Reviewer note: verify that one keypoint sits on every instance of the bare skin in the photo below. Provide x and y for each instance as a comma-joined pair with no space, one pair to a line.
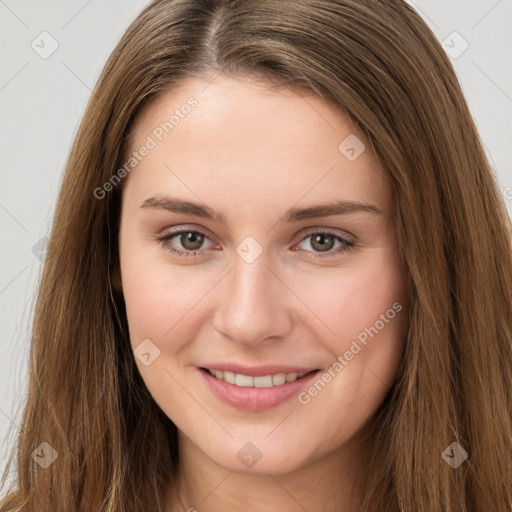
251,154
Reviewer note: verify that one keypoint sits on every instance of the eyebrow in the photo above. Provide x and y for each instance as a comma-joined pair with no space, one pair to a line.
292,215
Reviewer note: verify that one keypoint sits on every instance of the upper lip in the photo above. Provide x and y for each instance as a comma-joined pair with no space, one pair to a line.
257,371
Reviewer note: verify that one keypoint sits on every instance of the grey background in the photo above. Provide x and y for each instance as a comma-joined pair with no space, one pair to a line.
42,101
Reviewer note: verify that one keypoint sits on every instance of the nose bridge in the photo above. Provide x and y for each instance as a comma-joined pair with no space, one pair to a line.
252,307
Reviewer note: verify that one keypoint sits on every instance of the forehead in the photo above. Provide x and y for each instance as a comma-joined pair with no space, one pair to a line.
253,139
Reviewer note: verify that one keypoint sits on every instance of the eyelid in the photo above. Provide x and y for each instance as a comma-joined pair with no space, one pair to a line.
348,242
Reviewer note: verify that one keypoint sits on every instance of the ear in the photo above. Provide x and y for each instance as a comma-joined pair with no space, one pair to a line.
116,279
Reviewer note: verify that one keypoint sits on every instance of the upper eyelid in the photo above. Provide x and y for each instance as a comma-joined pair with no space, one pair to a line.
302,237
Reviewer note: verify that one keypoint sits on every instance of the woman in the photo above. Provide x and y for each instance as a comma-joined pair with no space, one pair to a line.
196,344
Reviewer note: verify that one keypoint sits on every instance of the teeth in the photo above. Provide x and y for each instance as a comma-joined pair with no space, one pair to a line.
264,381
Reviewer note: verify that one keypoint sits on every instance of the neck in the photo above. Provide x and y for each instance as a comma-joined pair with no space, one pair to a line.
331,483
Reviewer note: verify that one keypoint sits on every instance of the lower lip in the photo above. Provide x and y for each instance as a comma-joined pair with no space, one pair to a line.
255,399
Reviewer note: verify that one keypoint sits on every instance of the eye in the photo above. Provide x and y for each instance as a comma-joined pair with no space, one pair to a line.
319,242
190,241
324,242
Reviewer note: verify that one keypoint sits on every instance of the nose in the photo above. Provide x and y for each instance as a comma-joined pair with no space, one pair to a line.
254,304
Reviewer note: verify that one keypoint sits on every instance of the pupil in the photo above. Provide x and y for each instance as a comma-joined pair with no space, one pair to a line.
191,240
318,242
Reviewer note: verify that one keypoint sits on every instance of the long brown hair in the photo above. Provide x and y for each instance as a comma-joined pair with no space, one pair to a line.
378,62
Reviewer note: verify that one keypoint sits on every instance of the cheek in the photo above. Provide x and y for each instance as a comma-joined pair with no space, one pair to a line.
363,313
161,300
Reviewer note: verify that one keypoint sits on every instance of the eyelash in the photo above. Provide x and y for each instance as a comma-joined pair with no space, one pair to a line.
166,238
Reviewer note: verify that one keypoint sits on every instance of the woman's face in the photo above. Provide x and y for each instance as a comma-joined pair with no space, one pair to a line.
278,270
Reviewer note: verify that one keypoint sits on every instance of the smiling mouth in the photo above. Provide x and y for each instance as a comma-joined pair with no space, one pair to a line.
263,381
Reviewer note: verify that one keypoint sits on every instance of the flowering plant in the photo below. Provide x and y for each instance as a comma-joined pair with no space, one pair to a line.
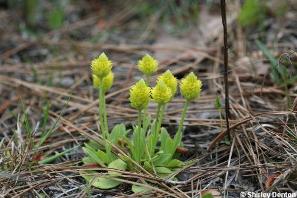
147,145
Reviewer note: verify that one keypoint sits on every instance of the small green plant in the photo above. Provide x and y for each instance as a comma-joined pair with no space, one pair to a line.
147,146
280,75
251,13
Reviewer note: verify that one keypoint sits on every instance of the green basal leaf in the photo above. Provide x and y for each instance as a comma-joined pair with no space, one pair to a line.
207,195
163,170
102,182
93,155
117,164
162,159
139,189
118,132
175,163
103,156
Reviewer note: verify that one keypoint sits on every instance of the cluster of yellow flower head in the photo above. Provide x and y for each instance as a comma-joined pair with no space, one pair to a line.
166,86
141,93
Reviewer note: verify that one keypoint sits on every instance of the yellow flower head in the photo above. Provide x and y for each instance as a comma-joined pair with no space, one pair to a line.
161,93
107,81
101,66
148,65
190,87
170,81
140,95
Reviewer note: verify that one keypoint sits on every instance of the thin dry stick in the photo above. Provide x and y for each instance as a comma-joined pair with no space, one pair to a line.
223,14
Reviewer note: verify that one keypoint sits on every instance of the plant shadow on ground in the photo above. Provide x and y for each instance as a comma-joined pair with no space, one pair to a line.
50,67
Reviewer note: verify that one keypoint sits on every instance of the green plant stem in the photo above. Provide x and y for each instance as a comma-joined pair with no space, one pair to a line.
138,136
101,110
103,119
178,136
158,124
147,80
160,115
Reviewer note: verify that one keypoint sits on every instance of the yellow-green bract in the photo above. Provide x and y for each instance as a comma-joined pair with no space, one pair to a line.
170,81
161,93
190,87
101,66
148,65
139,95
107,81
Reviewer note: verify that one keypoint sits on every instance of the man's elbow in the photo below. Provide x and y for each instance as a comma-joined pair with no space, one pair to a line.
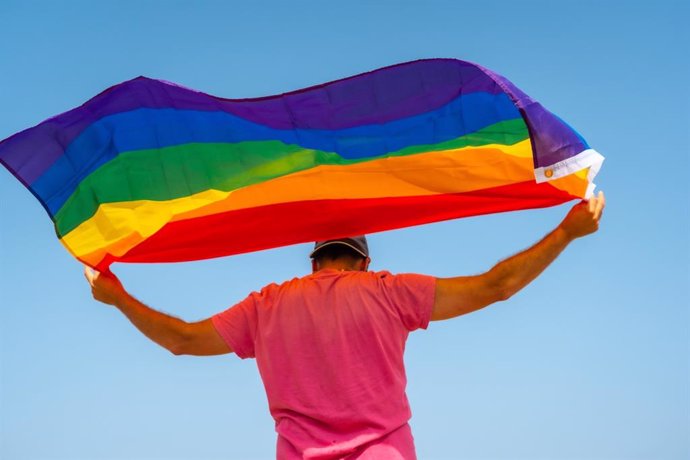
180,346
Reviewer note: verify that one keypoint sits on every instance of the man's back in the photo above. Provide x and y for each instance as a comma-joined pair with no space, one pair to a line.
329,347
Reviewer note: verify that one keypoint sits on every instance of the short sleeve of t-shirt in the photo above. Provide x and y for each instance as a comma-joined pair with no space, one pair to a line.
238,325
412,296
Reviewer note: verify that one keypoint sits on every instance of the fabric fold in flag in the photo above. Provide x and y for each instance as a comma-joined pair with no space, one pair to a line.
149,171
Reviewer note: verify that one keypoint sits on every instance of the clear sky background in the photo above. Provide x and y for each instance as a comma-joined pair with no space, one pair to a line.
591,361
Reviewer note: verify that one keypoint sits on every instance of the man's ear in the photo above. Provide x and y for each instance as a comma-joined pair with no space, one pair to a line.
365,264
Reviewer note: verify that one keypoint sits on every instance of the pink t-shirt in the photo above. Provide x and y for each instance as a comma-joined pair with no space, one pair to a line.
329,347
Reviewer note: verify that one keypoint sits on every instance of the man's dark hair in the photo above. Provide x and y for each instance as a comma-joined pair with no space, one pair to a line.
336,251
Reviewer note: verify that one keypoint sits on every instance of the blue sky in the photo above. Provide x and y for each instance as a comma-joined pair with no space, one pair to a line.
589,362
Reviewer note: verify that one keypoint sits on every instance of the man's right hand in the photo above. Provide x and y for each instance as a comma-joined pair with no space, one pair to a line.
105,287
583,218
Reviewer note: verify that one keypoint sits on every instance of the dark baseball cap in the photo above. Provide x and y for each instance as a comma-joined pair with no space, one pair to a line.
357,243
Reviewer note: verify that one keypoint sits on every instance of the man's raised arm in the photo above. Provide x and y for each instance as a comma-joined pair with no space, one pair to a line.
457,296
174,334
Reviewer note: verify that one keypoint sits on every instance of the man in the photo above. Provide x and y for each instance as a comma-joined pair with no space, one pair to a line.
329,346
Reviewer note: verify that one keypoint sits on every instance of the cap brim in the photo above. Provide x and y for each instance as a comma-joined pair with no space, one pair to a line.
330,243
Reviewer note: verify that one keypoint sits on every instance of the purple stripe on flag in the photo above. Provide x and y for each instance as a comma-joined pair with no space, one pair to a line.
378,96
553,140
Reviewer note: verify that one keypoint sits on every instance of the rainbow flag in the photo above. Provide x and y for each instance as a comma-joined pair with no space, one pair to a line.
149,171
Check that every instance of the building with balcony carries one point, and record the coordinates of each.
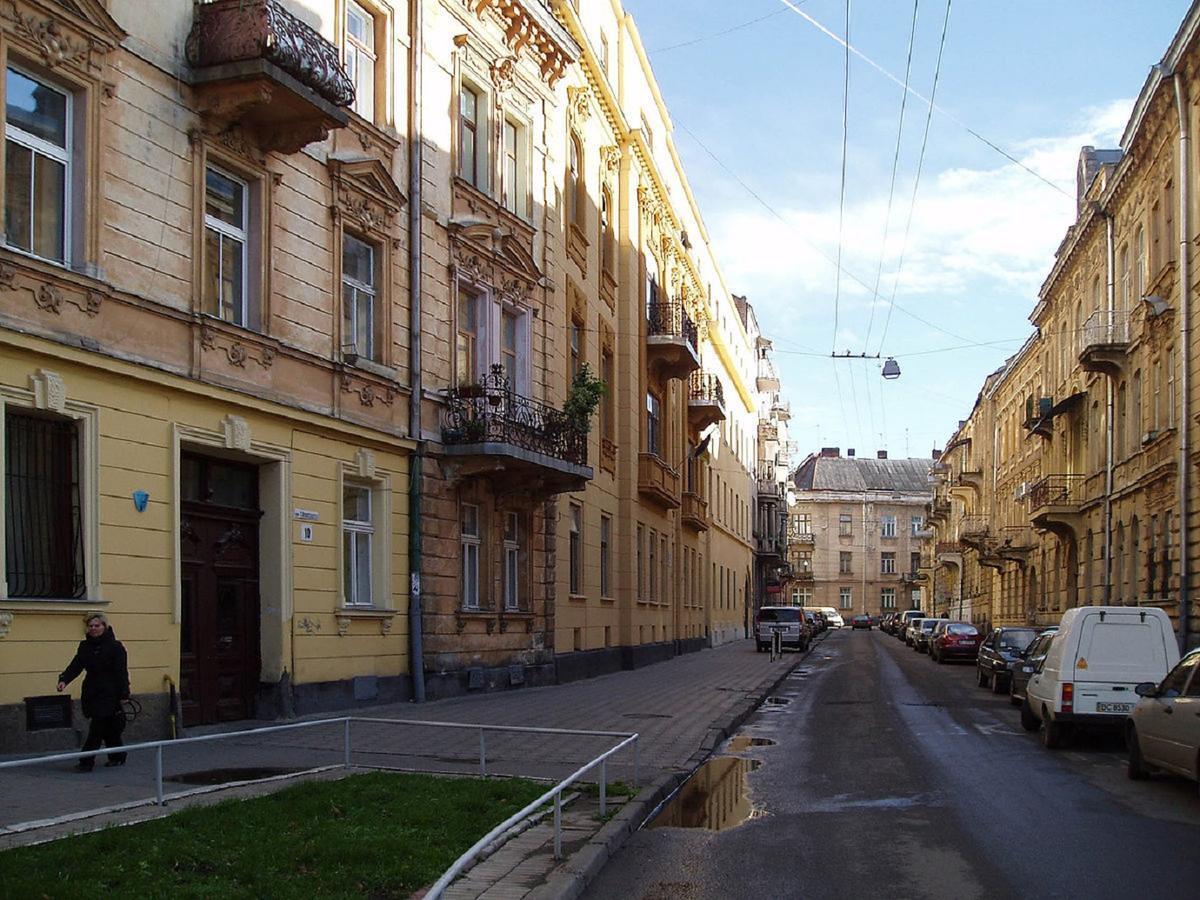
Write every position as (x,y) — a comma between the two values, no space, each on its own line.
(1083,436)
(857,529)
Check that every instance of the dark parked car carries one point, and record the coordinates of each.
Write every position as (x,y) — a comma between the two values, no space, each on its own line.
(921,633)
(1024,669)
(1000,653)
(955,640)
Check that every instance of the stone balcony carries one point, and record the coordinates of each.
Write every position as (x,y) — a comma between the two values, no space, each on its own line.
(672,346)
(258,66)
(706,401)
(657,481)
(492,429)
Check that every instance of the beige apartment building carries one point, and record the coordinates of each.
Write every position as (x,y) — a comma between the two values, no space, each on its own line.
(857,533)
(292,301)
(1073,481)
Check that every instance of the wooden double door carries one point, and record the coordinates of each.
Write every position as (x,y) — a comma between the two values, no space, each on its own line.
(220,655)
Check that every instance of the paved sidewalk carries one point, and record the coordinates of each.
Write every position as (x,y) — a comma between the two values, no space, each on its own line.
(681,708)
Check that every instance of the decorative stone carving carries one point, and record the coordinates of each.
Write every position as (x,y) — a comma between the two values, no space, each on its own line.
(579,101)
(364,461)
(237,432)
(49,391)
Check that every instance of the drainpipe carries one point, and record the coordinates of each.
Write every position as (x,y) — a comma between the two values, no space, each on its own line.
(415,161)
(1111,289)
(1181,103)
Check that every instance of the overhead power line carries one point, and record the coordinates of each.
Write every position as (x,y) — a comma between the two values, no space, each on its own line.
(948,114)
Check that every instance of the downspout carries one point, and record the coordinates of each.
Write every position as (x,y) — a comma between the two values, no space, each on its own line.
(1111,289)
(1185,359)
(415,162)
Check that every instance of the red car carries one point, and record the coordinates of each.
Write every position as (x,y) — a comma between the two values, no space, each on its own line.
(955,640)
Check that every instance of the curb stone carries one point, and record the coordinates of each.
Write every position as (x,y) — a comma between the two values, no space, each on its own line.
(570,880)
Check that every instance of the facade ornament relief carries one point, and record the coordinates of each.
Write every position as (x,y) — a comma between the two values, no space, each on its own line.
(49,390)
(579,101)
(237,432)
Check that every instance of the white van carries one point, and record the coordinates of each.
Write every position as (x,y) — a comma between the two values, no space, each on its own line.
(833,617)
(1096,660)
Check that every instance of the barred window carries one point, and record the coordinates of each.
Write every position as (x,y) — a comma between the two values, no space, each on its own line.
(43,520)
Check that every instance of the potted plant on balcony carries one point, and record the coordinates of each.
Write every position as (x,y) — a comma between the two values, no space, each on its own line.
(583,399)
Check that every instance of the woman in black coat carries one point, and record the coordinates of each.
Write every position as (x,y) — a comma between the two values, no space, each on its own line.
(105,685)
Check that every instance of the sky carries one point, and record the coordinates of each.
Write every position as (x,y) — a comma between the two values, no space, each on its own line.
(941,265)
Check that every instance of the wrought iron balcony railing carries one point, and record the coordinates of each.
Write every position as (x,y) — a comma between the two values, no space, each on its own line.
(669,318)
(239,30)
(706,388)
(491,412)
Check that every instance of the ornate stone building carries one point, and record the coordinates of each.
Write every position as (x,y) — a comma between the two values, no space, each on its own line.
(1073,480)
(857,533)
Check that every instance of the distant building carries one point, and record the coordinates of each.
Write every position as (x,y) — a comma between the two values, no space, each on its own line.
(857,532)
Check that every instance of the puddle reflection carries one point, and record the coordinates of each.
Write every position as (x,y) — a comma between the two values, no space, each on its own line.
(714,798)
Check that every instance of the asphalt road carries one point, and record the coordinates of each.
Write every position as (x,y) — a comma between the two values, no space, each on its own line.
(895,777)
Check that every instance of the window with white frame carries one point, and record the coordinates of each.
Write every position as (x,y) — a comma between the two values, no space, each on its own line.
(226,238)
(360,58)
(511,561)
(37,167)
(576,550)
(358,533)
(515,187)
(469,539)
(605,556)
(472,137)
(359,301)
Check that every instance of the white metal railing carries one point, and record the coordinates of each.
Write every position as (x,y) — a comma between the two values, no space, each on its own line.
(555,793)
(1104,328)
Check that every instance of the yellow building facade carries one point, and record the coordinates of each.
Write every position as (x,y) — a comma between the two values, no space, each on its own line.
(1073,481)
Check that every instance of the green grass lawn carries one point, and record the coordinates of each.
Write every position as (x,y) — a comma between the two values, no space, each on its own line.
(378,835)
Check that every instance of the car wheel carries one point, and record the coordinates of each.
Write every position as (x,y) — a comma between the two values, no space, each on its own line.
(1054,735)
(1029,720)
(1137,768)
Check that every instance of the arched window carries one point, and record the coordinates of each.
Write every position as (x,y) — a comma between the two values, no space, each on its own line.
(575,183)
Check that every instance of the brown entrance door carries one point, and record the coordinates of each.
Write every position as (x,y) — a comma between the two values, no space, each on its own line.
(219,553)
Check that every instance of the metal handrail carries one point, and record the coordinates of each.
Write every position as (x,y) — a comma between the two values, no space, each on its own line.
(555,793)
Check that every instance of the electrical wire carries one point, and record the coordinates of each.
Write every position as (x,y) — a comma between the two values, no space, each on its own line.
(916,181)
(718,34)
(948,114)
(895,165)
(841,189)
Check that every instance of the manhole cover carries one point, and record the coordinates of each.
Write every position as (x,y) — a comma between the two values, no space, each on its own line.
(223,777)
(724,779)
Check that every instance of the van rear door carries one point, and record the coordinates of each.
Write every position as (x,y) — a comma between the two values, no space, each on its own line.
(1116,651)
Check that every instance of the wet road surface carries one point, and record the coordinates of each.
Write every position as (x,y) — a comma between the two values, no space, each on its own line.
(894,777)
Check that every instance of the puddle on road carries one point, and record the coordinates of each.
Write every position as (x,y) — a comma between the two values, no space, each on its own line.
(744,742)
(714,798)
(223,777)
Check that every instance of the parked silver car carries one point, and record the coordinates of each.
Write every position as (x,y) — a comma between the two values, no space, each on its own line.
(1164,729)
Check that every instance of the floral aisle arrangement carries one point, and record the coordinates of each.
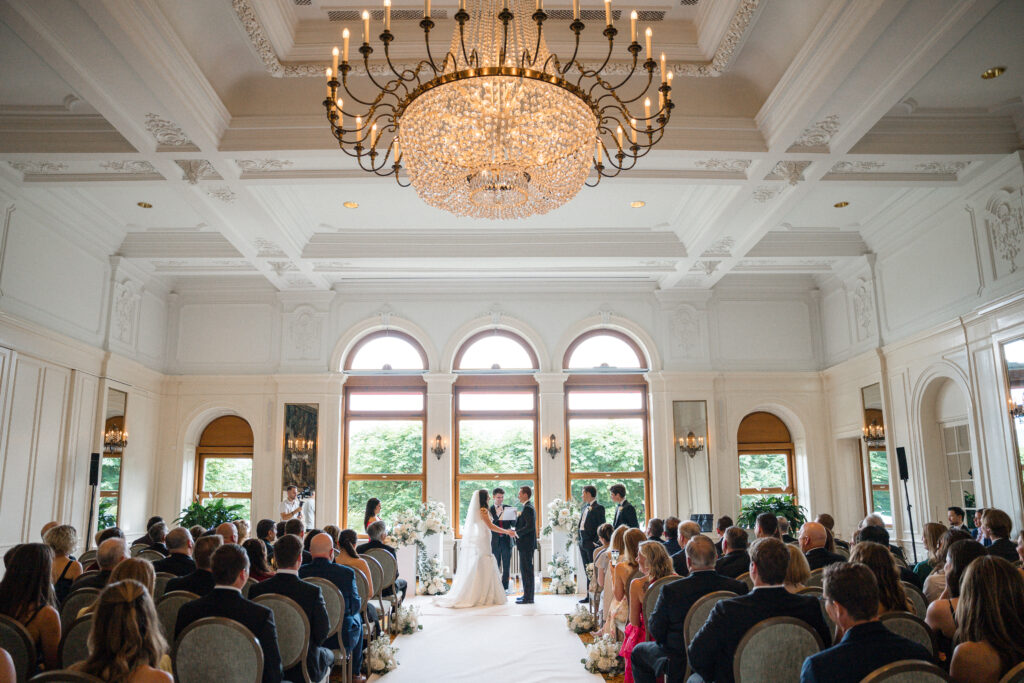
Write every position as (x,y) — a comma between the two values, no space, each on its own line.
(407,621)
(562,574)
(381,655)
(581,621)
(602,656)
(563,516)
(431,574)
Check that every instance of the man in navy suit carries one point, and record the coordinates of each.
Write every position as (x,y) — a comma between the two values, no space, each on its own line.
(230,570)
(714,647)
(287,583)
(669,647)
(852,600)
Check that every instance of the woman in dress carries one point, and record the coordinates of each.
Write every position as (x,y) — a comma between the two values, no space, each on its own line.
(477,582)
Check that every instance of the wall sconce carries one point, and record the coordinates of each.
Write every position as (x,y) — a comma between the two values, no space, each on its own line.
(552,446)
(691,444)
(439,446)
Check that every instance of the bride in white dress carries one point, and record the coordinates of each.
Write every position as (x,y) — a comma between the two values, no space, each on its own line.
(477,582)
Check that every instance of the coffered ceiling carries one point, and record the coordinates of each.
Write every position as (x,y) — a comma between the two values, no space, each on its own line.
(210,112)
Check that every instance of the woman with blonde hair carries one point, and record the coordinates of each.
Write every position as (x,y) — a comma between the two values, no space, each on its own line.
(799,570)
(989,622)
(125,643)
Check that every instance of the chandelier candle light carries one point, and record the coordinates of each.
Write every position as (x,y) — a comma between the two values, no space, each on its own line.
(500,127)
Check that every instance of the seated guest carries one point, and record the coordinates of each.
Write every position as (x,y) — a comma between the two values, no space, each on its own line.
(687,531)
(812,541)
(259,568)
(997,525)
(201,581)
(892,597)
(179,549)
(767,526)
(799,570)
(27,597)
(851,595)
(734,560)
(110,553)
(935,584)
(61,541)
(230,570)
(669,647)
(344,578)
(989,622)
(672,536)
(266,532)
(932,536)
(721,526)
(376,532)
(941,614)
(714,647)
(306,595)
(783,529)
(125,644)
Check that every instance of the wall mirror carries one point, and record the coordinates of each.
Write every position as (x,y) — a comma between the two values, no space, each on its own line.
(689,419)
(115,443)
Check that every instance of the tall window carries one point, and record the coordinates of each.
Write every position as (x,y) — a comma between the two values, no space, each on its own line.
(224,463)
(766,466)
(606,421)
(496,418)
(385,422)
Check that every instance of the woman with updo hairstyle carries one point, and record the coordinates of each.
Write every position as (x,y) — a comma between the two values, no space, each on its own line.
(125,644)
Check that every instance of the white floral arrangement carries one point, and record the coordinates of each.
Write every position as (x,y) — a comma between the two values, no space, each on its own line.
(407,621)
(581,621)
(602,655)
(381,655)
(431,573)
(562,574)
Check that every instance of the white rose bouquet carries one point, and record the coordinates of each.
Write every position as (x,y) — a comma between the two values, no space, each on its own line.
(602,656)
(581,621)
(562,574)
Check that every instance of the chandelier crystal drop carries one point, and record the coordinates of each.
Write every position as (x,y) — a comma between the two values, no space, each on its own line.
(499,127)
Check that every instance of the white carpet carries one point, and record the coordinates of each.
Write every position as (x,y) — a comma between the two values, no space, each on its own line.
(522,643)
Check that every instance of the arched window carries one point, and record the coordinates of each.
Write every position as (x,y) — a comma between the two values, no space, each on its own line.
(385,417)
(606,417)
(224,463)
(496,418)
(766,466)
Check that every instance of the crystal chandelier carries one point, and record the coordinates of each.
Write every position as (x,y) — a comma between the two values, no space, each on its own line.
(499,127)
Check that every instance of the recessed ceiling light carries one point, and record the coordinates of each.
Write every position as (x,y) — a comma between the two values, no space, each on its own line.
(994,72)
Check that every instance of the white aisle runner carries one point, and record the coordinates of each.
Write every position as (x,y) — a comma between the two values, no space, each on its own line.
(522,643)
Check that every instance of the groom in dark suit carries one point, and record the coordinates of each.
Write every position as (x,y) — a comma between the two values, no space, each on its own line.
(525,528)
(501,545)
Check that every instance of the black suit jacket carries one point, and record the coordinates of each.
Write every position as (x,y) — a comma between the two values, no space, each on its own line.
(713,648)
(257,619)
(308,597)
(199,582)
(177,563)
(819,557)
(626,514)
(733,563)
(863,648)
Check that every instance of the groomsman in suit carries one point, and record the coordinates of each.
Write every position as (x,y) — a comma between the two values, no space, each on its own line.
(525,528)
(625,512)
(591,517)
(501,545)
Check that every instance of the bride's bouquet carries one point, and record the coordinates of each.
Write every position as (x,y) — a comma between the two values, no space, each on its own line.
(602,655)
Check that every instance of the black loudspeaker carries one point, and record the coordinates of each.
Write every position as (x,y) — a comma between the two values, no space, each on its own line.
(901,461)
(94,470)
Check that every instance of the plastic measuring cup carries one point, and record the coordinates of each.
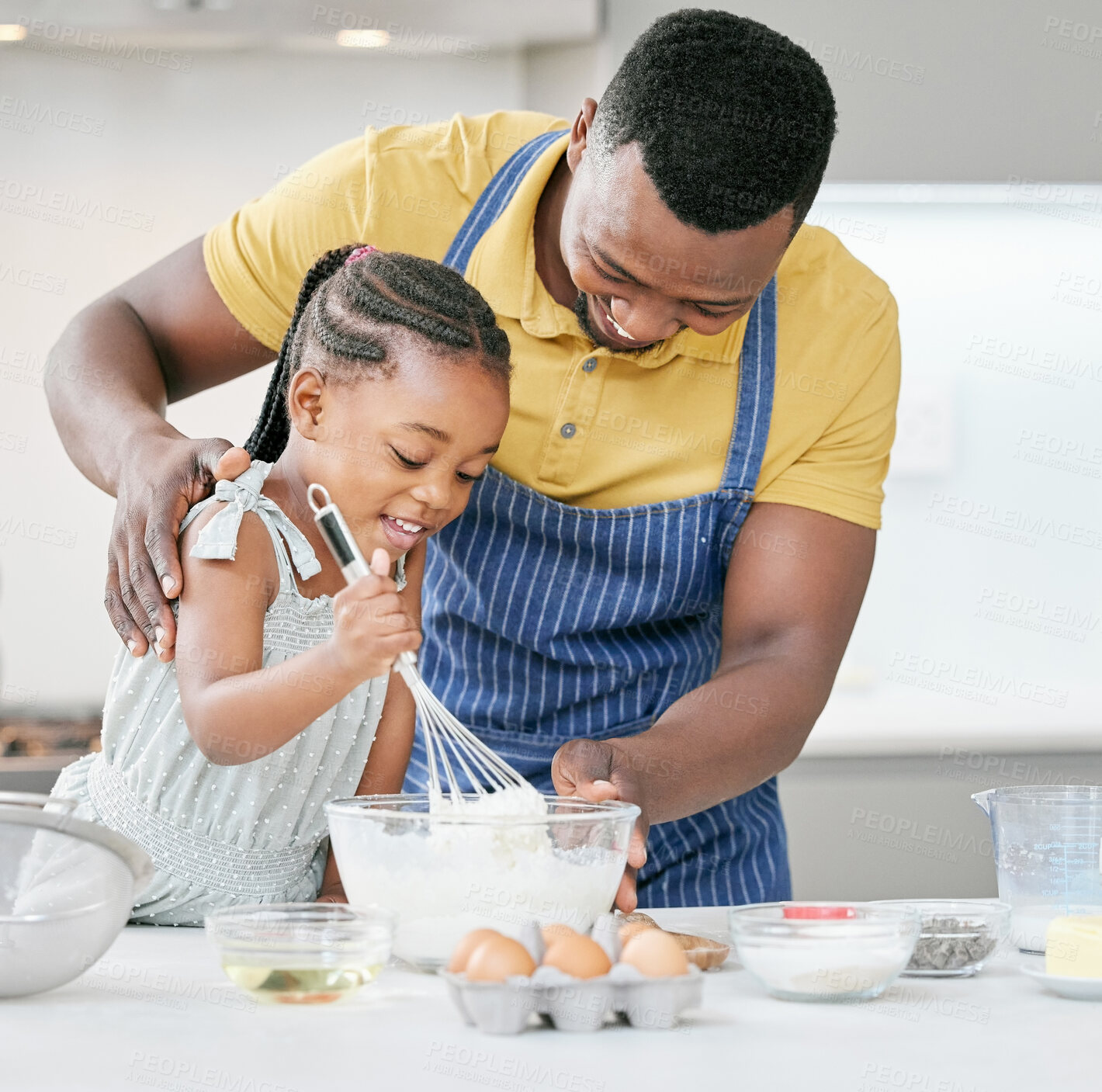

****************

### YOUR TASK
How many lines in the items above contain the string "metal"? Reply with the number alone.

### CORRECT OUTPUT
2